* Problem to work on:
Could you find each line of the data below that contains the word "evergreen" and copy those lines?

START Record set

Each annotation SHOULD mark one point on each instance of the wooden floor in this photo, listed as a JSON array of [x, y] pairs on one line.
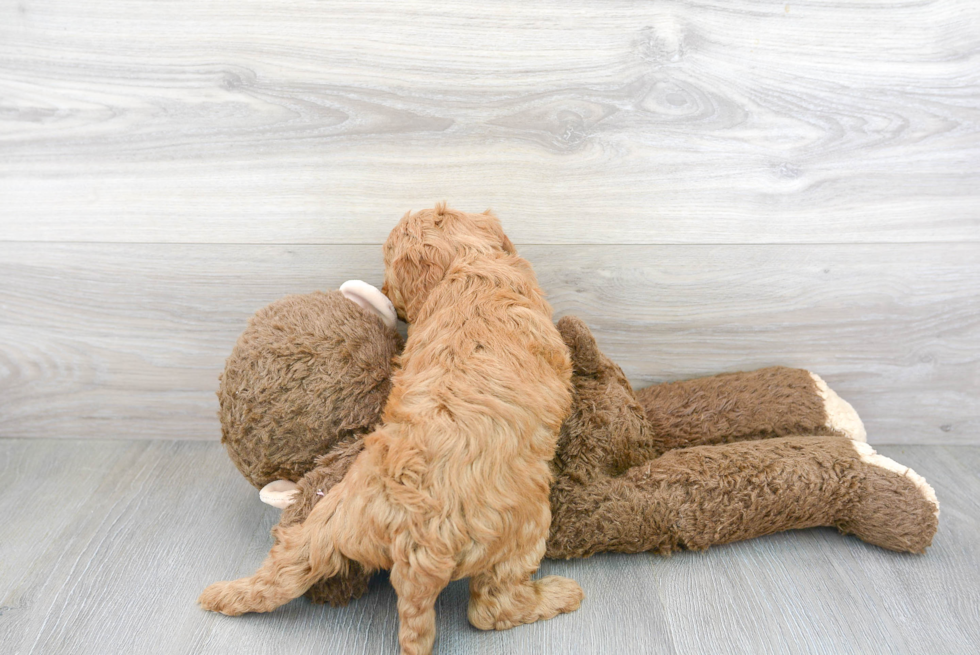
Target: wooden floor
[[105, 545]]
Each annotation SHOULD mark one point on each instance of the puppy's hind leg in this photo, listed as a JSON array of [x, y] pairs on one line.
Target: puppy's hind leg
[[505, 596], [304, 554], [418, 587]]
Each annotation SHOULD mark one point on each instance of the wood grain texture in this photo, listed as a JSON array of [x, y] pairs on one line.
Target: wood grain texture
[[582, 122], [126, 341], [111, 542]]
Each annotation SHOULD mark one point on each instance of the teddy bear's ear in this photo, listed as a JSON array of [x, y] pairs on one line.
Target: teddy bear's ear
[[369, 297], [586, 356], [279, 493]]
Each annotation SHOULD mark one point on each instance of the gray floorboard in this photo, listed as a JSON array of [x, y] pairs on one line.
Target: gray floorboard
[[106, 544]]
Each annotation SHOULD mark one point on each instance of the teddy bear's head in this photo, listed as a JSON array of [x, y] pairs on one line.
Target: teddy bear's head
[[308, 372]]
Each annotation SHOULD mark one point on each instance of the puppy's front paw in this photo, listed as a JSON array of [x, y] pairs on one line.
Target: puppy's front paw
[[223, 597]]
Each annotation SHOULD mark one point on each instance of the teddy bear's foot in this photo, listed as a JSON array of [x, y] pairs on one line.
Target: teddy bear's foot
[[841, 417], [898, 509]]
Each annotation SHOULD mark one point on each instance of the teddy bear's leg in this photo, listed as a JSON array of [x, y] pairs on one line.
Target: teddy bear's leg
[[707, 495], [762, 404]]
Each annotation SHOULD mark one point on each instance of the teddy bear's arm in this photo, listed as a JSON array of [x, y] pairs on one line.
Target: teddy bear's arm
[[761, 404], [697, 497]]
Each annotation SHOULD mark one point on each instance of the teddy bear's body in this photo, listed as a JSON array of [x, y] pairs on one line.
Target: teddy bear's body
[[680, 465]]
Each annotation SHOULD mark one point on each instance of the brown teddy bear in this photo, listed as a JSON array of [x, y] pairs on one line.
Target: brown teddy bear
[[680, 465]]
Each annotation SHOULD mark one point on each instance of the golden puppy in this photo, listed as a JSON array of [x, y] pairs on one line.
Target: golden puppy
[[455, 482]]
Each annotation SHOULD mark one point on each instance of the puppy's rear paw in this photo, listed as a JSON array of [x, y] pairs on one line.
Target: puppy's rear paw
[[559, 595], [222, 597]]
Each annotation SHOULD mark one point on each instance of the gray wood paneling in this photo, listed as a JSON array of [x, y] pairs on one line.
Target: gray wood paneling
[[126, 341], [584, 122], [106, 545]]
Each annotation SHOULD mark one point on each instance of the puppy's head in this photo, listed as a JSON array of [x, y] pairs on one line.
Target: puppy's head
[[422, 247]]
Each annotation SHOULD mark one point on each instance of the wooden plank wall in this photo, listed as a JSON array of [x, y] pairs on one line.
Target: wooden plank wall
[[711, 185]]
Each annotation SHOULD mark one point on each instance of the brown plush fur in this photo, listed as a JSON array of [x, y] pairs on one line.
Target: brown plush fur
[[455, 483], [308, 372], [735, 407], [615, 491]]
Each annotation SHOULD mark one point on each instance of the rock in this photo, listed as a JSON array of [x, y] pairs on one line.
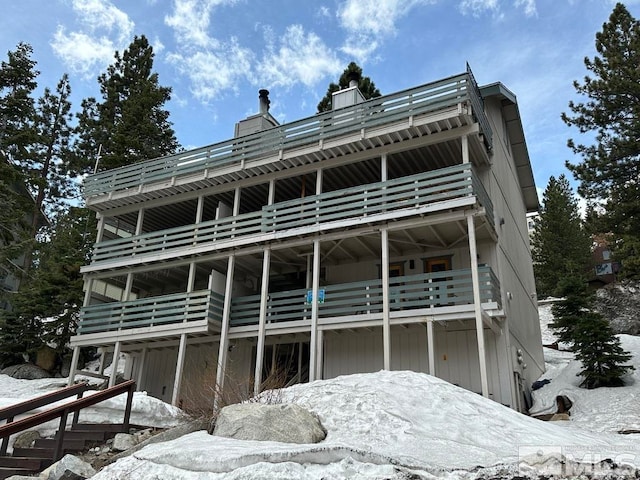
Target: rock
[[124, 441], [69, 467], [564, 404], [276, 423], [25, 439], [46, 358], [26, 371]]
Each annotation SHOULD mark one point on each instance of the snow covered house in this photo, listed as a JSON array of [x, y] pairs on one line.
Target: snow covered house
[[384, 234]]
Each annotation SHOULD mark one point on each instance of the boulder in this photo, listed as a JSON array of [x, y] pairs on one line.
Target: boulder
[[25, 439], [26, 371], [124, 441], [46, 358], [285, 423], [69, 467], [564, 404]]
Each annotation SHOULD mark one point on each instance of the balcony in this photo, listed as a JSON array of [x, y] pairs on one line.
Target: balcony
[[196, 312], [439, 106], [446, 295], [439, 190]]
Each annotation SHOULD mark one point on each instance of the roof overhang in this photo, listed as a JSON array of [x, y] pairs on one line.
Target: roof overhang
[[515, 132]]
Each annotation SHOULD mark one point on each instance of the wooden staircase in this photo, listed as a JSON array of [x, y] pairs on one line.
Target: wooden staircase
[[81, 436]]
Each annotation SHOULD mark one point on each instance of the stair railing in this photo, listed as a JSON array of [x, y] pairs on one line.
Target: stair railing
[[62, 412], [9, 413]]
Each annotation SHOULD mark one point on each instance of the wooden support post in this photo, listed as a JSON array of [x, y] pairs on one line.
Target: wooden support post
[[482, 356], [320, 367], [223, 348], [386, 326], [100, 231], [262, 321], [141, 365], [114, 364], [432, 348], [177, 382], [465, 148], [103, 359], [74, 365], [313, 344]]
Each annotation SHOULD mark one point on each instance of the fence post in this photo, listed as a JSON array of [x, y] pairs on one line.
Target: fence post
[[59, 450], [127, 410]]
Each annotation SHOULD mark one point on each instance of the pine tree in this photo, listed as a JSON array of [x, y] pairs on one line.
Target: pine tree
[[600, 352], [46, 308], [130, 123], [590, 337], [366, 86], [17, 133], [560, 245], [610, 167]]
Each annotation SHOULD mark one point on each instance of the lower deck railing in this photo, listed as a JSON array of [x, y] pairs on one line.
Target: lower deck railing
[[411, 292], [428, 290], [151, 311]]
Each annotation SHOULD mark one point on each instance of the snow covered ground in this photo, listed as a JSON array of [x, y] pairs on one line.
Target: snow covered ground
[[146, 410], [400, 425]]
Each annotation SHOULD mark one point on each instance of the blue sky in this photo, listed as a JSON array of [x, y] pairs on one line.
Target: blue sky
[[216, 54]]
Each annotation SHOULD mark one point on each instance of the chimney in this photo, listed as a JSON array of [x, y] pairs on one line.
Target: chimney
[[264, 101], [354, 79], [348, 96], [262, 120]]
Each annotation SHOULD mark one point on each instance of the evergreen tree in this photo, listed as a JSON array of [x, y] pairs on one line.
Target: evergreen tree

END Record set
START Record set

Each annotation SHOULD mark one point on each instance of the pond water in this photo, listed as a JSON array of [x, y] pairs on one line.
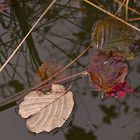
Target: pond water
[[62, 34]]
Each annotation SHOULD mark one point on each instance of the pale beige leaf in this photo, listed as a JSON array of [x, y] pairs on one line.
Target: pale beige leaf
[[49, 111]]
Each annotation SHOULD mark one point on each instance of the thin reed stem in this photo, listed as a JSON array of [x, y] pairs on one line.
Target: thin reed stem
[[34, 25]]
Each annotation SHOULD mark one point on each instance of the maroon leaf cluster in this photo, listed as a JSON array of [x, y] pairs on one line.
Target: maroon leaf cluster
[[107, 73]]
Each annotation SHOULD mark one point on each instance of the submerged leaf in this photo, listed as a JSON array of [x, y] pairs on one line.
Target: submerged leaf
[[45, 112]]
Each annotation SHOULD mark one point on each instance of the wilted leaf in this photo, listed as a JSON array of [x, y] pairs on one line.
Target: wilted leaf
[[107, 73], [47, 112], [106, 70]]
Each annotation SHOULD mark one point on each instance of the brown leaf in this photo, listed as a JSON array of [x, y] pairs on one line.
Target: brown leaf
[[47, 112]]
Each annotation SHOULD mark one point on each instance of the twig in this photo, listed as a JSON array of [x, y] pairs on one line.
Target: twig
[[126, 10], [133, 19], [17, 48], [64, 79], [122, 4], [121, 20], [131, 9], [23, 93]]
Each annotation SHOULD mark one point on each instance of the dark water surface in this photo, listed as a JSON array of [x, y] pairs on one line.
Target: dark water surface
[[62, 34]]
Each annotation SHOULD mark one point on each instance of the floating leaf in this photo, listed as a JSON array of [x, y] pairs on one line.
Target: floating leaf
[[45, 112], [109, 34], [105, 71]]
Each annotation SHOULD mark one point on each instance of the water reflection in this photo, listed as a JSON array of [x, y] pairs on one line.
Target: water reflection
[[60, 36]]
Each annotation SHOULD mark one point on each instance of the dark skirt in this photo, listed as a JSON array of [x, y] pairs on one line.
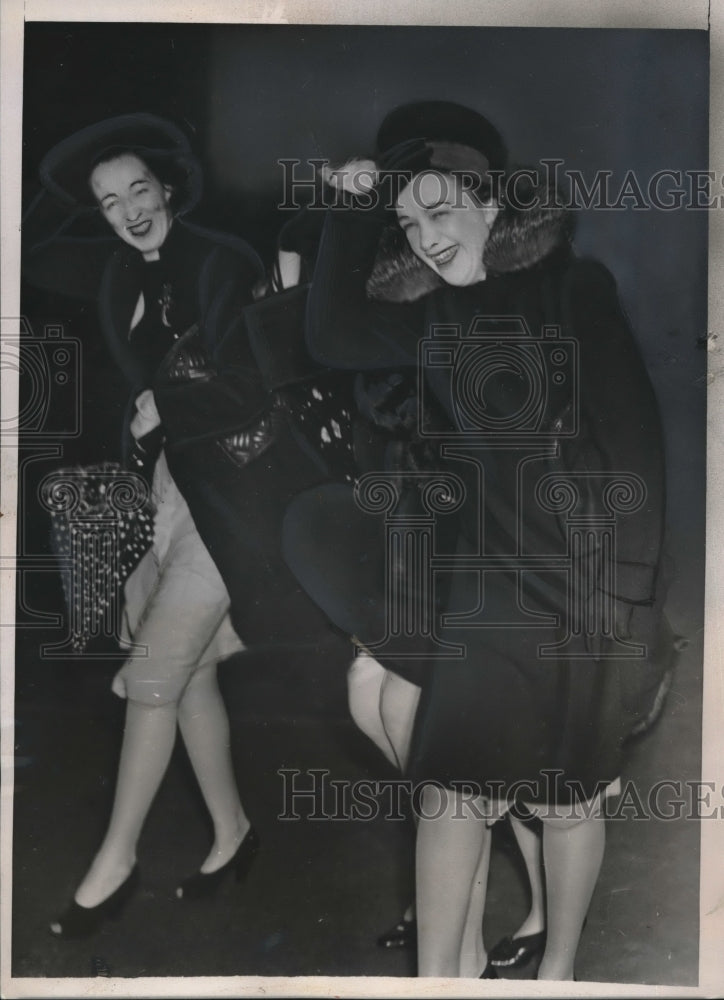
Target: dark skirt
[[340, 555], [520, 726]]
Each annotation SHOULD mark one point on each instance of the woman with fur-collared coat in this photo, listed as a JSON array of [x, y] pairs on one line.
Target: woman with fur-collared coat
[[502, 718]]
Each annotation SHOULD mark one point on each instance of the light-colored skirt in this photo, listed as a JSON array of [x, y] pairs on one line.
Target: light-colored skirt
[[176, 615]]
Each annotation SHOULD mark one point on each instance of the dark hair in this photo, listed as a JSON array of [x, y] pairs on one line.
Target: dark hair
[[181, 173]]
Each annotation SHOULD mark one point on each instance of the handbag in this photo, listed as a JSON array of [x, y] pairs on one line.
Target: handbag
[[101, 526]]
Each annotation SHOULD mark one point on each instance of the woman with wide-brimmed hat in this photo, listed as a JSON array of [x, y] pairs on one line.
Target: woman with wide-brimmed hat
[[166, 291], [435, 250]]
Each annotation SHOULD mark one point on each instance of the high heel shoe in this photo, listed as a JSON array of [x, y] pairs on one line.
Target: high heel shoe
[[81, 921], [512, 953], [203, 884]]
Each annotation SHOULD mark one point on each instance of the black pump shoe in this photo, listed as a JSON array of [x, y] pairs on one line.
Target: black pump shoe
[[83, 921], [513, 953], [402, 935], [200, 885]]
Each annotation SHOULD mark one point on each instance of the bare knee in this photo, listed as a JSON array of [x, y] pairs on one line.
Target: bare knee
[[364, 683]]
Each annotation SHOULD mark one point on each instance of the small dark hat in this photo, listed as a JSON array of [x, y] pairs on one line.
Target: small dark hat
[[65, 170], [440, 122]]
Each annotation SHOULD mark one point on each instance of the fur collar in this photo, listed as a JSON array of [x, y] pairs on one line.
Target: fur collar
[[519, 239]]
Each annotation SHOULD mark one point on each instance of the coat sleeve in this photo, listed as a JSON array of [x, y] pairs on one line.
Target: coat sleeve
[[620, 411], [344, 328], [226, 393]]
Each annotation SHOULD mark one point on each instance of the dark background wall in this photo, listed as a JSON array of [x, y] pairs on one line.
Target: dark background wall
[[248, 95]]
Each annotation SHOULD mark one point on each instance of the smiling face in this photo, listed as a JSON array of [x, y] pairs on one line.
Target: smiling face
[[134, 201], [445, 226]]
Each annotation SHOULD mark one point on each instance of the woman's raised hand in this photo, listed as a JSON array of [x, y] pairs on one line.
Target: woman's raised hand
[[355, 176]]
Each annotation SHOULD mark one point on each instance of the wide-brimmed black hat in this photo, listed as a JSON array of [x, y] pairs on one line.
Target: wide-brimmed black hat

END Record set
START Record set

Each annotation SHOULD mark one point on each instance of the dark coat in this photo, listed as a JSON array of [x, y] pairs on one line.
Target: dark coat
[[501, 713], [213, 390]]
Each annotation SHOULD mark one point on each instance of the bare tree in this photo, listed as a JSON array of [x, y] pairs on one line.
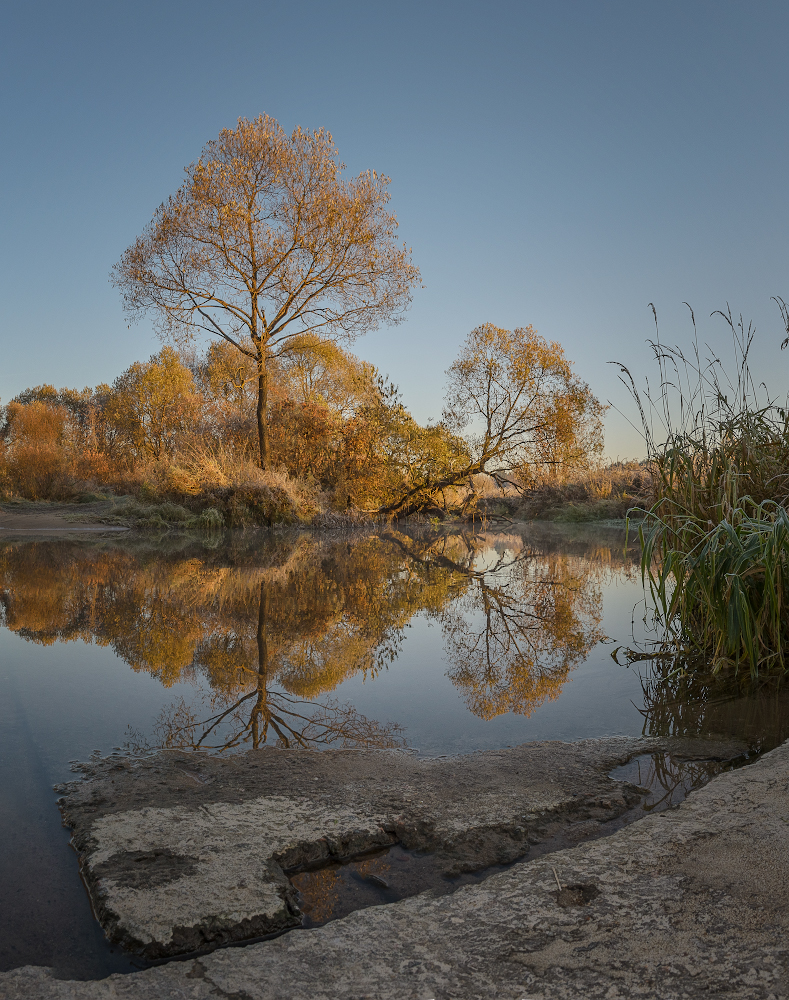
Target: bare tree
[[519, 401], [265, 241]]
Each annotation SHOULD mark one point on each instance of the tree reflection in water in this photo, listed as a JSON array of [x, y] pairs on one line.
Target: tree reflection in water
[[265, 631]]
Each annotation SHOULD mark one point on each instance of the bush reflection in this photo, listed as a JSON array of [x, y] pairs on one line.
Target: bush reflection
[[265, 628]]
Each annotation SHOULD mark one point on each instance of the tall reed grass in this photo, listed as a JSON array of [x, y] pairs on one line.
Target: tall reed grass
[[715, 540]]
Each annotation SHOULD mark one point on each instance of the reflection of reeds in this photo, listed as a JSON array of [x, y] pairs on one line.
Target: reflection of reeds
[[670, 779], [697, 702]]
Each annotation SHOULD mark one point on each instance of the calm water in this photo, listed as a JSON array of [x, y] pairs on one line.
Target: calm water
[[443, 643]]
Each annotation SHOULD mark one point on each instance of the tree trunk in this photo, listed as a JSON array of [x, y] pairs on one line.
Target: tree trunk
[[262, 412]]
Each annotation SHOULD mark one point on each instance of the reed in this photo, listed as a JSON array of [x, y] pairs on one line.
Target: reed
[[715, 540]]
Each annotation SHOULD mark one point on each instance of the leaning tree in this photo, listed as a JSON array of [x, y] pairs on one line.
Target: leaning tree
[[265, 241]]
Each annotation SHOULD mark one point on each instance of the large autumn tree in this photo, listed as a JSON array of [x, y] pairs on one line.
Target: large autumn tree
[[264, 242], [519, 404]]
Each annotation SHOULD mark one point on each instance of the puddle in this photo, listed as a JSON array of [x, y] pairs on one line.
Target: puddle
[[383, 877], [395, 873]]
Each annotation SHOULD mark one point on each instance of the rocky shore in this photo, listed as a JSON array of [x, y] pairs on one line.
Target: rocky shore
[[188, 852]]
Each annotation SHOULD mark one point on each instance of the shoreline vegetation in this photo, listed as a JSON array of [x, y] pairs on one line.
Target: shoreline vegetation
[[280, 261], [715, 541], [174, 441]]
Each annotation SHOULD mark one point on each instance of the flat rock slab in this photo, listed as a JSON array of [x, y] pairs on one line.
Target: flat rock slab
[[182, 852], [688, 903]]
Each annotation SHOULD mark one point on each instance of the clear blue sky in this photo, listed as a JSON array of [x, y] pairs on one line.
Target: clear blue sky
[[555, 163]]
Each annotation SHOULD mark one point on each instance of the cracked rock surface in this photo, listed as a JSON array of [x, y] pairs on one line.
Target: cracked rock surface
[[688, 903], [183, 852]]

END Record set

* Output:
Each annotation SHOULD mark one point on each instance of the evergreen tree in this photo, listed as a JSON array of [x, y] pairs on one line.
Target: evergreen tree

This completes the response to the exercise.